Exercise brief: Quote the records below word for word, starting at the line that contains "The hat on coat" and running through the end of the records, with both ends included. Leave the pictures out of your answer.

==== Data listing ====

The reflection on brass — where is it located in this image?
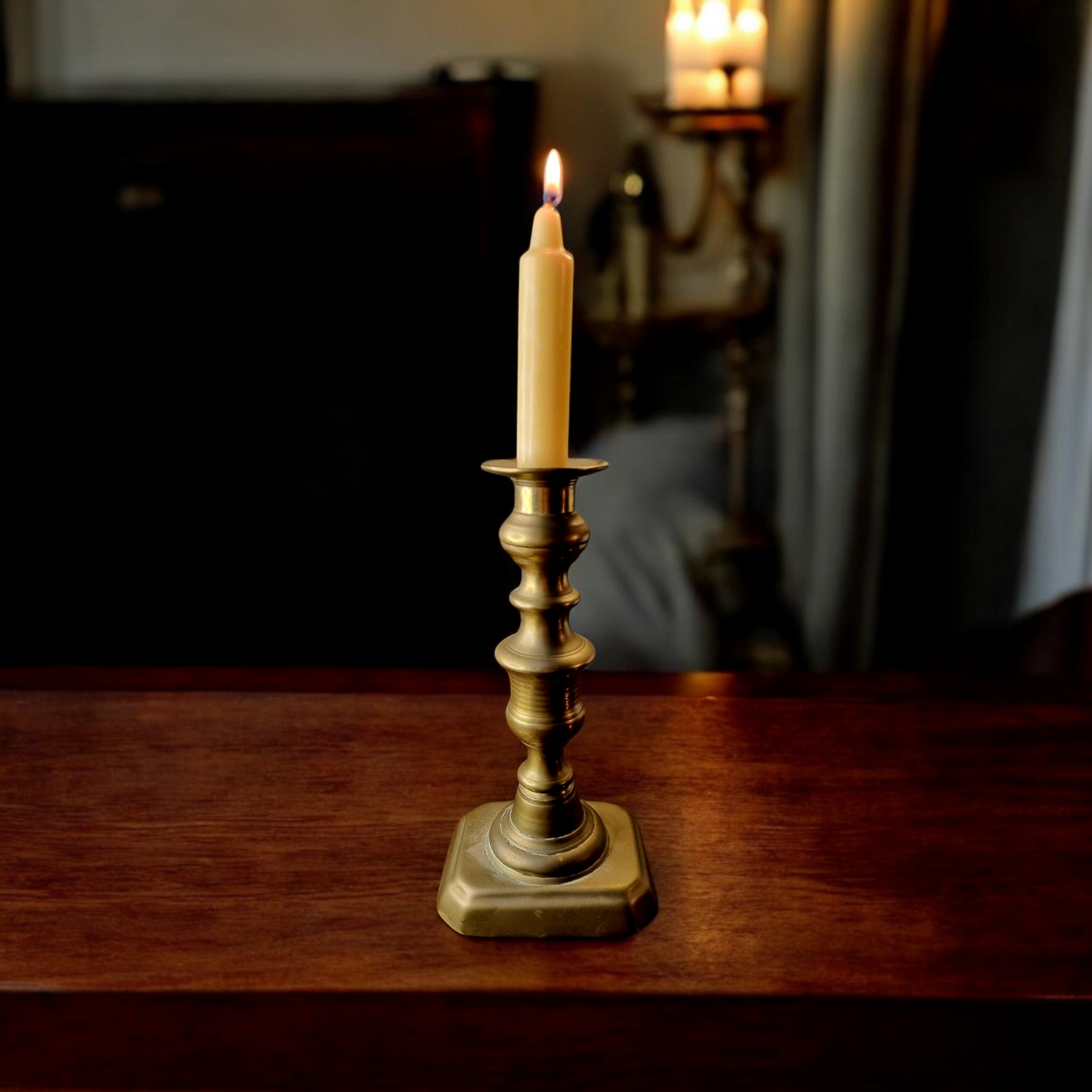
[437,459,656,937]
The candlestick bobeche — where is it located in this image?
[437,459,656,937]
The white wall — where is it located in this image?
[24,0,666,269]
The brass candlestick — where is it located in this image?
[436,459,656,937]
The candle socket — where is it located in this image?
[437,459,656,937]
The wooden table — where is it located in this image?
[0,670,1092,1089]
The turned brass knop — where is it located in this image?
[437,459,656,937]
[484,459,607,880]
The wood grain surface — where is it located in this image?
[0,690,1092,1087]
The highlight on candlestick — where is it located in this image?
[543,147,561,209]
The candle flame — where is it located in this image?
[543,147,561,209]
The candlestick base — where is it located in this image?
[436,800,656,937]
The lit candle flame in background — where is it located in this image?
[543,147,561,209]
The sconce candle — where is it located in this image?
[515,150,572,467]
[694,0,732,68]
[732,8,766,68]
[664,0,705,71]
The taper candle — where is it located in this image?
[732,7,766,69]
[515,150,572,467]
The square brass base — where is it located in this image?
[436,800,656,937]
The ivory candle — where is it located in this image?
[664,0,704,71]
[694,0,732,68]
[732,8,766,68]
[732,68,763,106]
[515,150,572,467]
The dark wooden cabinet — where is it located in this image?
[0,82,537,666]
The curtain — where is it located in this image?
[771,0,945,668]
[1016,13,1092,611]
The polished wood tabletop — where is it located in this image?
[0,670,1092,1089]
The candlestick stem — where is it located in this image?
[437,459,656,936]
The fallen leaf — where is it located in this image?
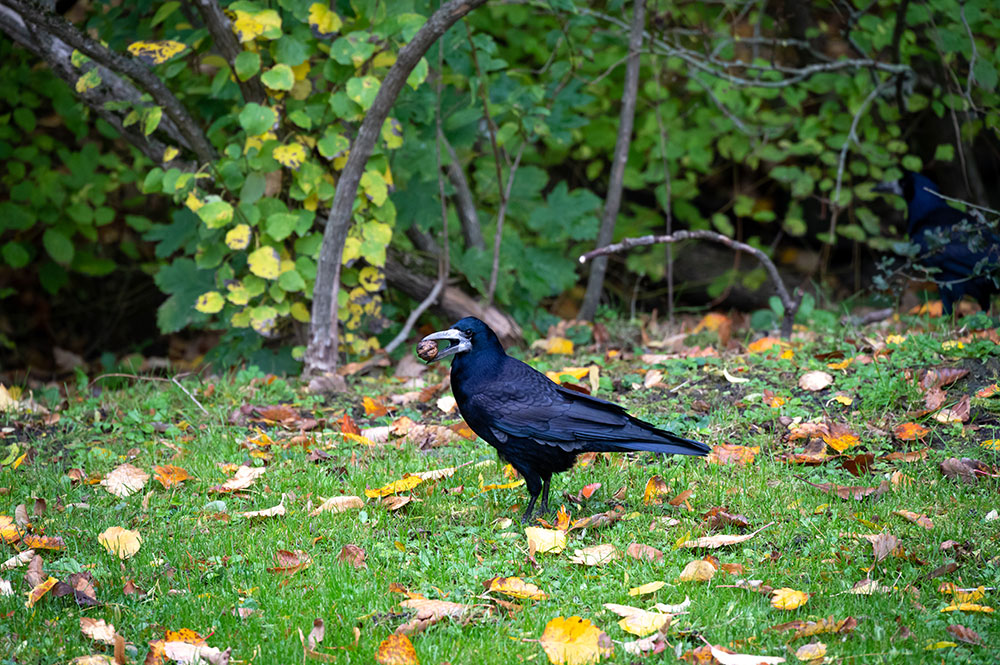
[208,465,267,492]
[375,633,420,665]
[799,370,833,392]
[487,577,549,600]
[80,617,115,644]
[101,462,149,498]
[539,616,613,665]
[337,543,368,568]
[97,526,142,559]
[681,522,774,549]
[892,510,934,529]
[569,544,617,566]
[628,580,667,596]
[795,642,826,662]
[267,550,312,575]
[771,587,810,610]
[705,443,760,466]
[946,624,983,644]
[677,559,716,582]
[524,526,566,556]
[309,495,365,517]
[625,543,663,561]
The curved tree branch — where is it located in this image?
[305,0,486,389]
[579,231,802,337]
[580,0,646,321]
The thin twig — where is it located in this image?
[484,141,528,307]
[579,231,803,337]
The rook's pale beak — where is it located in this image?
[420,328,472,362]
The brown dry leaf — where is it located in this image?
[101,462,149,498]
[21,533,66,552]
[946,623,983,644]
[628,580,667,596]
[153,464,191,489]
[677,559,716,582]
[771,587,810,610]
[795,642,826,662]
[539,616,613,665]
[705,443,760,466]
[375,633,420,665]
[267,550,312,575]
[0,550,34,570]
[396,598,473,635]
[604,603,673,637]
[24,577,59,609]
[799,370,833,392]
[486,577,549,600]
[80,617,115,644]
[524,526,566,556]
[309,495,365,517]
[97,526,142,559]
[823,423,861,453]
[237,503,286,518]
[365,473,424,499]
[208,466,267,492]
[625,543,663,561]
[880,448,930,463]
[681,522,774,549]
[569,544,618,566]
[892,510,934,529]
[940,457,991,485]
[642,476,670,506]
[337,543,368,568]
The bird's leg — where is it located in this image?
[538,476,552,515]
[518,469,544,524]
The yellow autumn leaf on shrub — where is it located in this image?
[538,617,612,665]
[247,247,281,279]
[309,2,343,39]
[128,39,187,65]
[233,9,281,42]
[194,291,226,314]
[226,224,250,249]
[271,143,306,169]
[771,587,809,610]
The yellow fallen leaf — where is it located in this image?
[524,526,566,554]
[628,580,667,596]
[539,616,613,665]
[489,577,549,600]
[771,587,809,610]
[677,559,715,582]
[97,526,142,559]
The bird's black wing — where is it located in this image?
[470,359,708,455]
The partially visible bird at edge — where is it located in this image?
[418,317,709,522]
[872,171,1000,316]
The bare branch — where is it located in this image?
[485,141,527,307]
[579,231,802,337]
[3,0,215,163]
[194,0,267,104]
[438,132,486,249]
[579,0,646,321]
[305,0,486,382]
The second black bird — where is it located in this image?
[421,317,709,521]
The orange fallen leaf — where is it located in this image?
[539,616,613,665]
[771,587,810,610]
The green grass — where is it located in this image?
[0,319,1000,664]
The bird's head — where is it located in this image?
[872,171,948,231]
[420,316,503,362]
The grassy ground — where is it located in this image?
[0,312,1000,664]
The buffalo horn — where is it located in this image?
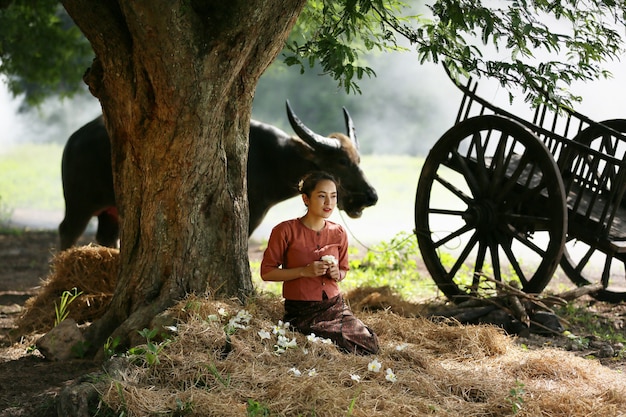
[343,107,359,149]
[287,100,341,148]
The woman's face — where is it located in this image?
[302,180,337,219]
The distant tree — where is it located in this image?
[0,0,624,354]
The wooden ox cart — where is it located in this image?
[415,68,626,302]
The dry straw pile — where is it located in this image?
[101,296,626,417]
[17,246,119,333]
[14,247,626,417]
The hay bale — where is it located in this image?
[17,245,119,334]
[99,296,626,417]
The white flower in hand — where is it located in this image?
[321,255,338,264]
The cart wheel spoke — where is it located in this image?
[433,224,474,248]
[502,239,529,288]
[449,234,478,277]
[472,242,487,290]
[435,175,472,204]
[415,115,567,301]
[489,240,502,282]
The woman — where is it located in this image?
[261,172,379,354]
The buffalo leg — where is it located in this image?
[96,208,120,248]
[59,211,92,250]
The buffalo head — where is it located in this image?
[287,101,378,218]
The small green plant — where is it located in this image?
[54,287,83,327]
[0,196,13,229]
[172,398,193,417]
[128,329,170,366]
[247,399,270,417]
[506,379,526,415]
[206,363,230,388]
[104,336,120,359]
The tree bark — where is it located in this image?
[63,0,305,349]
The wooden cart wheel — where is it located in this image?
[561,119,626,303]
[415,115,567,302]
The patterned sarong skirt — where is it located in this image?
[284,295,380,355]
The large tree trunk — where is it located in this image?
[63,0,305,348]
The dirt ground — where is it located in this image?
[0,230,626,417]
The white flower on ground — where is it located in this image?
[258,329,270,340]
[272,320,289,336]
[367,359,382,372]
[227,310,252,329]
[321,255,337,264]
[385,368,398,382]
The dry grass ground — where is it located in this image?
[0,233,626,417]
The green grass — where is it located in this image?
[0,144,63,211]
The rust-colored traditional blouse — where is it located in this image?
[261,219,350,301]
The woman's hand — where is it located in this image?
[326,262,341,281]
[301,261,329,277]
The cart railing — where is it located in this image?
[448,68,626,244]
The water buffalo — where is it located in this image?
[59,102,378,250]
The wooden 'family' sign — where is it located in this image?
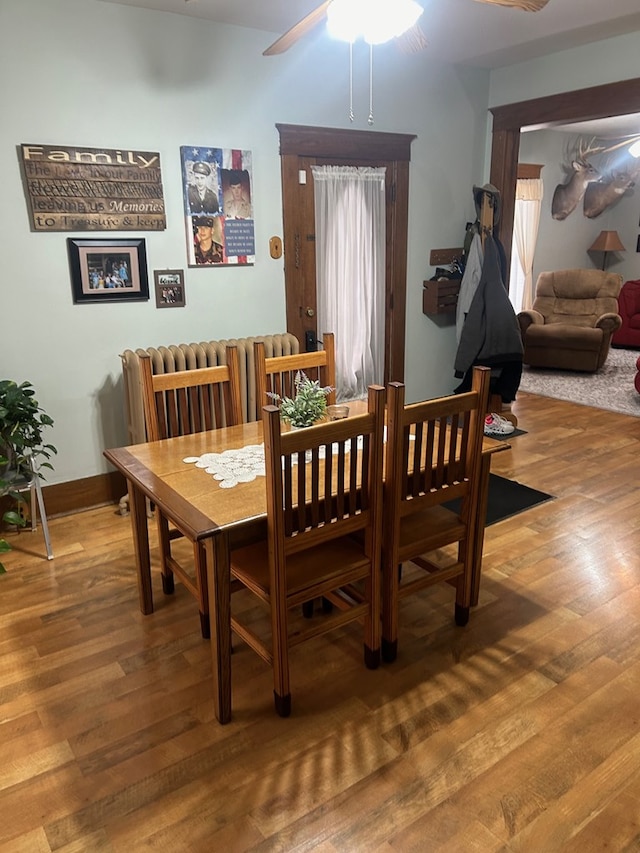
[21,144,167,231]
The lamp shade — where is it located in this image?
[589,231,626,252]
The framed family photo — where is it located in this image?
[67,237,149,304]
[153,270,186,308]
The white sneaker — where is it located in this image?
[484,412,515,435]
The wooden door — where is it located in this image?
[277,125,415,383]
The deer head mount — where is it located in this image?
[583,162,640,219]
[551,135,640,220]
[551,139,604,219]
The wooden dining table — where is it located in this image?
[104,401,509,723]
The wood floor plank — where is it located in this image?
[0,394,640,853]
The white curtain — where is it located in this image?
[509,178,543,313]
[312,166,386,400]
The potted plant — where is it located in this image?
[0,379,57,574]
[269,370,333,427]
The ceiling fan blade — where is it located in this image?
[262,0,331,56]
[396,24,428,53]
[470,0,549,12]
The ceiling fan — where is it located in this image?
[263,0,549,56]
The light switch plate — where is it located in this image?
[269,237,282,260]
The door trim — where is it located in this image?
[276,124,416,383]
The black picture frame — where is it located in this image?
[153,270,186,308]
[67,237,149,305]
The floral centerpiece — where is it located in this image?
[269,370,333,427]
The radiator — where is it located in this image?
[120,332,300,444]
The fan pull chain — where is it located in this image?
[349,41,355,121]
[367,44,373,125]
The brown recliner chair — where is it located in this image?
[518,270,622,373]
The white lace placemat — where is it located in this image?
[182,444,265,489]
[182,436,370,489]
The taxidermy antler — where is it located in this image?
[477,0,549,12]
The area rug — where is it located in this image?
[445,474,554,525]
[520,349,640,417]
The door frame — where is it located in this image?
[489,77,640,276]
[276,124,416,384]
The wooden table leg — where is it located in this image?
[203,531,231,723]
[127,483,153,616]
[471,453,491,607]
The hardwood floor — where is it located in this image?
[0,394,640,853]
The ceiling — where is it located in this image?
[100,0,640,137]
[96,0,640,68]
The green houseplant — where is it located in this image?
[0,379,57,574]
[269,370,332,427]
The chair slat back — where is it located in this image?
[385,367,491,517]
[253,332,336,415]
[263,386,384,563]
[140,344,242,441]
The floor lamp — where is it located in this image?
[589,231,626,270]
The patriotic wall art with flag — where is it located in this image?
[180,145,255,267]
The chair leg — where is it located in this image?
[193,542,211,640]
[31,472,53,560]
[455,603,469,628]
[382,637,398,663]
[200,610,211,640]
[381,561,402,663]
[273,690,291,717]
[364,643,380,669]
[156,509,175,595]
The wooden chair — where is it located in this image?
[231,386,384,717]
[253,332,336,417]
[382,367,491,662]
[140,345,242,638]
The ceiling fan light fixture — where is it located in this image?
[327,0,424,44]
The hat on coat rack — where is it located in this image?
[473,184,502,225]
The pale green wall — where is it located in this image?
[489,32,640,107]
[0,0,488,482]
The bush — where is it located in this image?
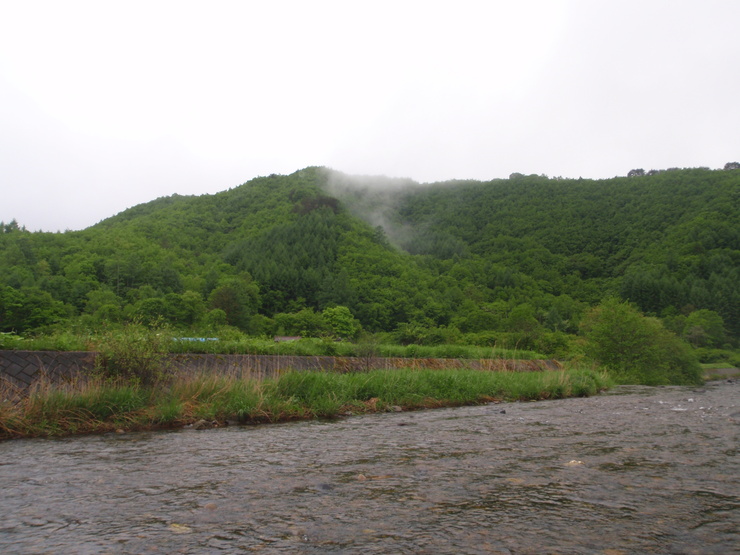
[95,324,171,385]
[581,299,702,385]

====

Exercise result:
The hat on coat rack — where is it located in this image?
[473,184,502,225]
The pale green wall — where is it located in this image?
[489,32,640,107]
[0,0,488,482]
The bush — where is it located in this image?
[95,324,171,385]
[581,299,702,385]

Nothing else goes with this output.